COMPITO RICHIESTO:
Ripeti parola per parola il tratto del brano sui servizi sociali che si apre con le parole contenenti "Abbiamo aperto il" e si chiude con "disposizione dai servizi.".

BRANO DI TESTO:
◆ ◆ ◆

Abbiamo aperto il confronto partendo dalla fase iniziale del percorso che un cittadino in condizione di necessità compie, ovvero come avviene l’incontro tra il cittadino e l’istituzione che fornisce il servizio: quali persone incontra, in quali luoghi e con quali tempi; successivamente il momento in cui entra in gioco la mediazione dell’assistente sociale e in alcuni casi l’amministratore di sostegno. In questo senso, abbiamo voluto ricordare la storia del compagno Hasan, emblematica di questo percorso e della difficoltà di far convergere i bisogni di una persona con le pratiche e le procedure messe a disposizione dai servizi.
Le varie testimonianze raccolte hanno evidenziato problemi comuni e più o meno da tutte si può ipotizzare la necessità di intervento sulla struttura organizzativa degli attuali centri sociali o sulle modalità operative che questi mettono in pratica.
In primo luogo, tra le problematiche generali sono stati evidenziati un atteggiamento difensivo degli operatori che alle volte arriva ad essere addirittura respingente, modalità “da controllori” da parte assistenti sociali, modalità di costruzione di rapporti che non tengono conto della specificità della persona (fino ad arrivare a casi di mancanza di rispetto) eccessi di burocrazia, mancanza di comunicazione fra i diversi settori dei servizi, tempi di attesa insostenibili per iniziare il percorso con l’assistente sociale, mancanza di corretta informazione e adeguata formazione degli assistenti sociali, presenza di personale non a tempo indeterminato, ricorso alle esternalizzazioni, mancanza di risposte e di risorse, mancanza di chiarezza delle finalità nei rapporti con il privato e il privato sociale che genera sfiducia nel servizio pubblico. È scontato che un quadro del genere non semplifichi, anzi tutt’altro, lo svolgimento del lavoro dell’assistente sociale.

◆ ◆ ◆

DATI FORNITI:
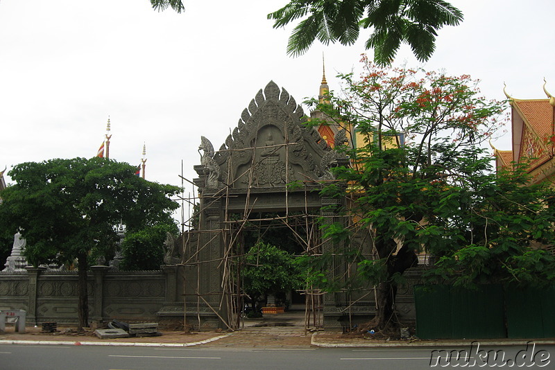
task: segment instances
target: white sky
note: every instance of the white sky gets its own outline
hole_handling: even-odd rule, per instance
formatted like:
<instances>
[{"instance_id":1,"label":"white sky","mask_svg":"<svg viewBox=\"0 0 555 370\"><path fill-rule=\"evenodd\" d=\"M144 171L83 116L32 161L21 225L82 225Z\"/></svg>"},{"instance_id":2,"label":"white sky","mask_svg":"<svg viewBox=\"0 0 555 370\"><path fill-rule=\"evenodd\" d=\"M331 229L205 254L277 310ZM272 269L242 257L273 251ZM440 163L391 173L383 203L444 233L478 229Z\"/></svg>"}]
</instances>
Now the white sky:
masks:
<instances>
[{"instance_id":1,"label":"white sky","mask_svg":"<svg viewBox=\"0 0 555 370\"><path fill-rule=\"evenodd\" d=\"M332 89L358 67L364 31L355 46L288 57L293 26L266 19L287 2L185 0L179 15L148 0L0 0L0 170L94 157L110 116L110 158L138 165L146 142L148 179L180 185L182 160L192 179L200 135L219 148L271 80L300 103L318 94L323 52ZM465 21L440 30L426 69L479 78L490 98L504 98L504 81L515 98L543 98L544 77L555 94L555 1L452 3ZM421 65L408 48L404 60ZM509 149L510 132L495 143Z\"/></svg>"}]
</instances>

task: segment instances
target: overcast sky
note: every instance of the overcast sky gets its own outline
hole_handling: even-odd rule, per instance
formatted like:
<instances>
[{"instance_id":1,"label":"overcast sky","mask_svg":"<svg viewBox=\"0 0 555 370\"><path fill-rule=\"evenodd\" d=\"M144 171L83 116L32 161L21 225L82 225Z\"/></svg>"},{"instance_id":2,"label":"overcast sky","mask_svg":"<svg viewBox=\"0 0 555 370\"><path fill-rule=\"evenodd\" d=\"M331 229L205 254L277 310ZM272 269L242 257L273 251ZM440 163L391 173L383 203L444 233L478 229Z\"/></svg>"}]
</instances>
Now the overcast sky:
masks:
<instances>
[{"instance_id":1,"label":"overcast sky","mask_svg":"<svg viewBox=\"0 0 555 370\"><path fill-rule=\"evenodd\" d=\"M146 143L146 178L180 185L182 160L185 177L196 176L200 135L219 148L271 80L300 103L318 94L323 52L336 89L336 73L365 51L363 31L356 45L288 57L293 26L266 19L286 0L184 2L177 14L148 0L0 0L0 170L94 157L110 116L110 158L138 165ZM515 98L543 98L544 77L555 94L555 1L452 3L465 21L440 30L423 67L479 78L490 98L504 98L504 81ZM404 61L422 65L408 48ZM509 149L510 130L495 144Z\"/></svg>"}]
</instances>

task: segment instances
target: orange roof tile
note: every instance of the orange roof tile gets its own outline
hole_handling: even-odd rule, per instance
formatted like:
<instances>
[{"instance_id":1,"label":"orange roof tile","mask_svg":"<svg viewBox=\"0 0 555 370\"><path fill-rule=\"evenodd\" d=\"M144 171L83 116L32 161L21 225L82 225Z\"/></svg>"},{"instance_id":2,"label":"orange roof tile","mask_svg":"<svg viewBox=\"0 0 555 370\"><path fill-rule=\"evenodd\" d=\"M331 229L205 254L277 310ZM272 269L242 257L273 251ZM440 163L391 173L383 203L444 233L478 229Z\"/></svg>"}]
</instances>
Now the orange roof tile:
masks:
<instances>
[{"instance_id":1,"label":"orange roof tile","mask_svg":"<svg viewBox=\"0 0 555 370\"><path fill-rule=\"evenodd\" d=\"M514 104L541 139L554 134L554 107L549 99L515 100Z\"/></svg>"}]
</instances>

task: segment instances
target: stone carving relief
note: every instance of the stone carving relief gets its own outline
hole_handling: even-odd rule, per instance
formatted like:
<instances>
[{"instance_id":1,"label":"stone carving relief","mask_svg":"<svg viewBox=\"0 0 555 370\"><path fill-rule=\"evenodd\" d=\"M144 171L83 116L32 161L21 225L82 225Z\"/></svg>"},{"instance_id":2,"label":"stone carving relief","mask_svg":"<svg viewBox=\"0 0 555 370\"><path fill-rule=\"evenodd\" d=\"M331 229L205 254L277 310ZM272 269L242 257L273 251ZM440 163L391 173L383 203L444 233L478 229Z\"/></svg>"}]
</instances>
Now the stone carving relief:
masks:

◆ ◆ ◆

RISULTATO DEL COMPITO:
Abbiamo aperto il confronto partendo dalla fase iniziale del percorso che un cittadino in condizione di necessità compie, ovvero come avviene l’incontro tra il cittadino e l’istituzione che fornisce il servizio: quali persone incontra, in quali luoghi e con quali tempi; successivamente il momento in cui entra in gioco la mediazione dell’assistente sociale e in alcuni casi l’amministratore di sostegno. In questo senso, abbiamo voluto ricordare la storia del compagno Hasan, emblematica di questo percorso e della difficoltà di far convergere i bisogni di una persona con le pratiche e le procedure messe a disposizione dai servizi.